(SUPPLIED ENTRIES Opens)
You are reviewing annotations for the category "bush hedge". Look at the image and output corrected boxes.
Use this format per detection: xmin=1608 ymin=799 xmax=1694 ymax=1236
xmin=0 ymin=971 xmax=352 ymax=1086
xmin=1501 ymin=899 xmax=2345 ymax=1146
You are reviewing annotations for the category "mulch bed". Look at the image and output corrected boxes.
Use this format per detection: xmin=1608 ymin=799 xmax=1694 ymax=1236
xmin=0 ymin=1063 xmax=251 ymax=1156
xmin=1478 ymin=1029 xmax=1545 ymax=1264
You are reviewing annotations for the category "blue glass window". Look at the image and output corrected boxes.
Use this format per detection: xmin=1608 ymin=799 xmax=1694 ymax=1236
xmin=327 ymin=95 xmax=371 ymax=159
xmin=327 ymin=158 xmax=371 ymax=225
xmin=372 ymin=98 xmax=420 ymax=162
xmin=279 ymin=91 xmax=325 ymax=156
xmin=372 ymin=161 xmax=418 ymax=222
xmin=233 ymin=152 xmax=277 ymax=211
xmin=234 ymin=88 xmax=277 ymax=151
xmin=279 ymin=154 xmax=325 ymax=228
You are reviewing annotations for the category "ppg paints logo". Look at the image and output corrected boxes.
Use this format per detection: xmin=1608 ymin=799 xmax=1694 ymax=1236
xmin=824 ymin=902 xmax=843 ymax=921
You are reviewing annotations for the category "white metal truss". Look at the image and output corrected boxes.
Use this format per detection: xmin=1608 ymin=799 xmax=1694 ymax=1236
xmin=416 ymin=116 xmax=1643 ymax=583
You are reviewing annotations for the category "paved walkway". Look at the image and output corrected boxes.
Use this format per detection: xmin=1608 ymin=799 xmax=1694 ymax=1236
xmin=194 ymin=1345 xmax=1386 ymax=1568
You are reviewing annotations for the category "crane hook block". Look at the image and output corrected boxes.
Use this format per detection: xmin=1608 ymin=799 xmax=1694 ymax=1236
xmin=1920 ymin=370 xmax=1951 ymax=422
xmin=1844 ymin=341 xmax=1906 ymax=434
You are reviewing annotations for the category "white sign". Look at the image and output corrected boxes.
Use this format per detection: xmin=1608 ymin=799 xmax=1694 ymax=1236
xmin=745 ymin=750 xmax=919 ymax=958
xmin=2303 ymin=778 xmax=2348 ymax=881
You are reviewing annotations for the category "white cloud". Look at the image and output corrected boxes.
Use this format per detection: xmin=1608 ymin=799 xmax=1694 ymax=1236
(SUPPLIED ENTRIES Closes)
In the material above, tally each line where "category" appears, and respond with only the tally.

EXPECTED ANSWER → 9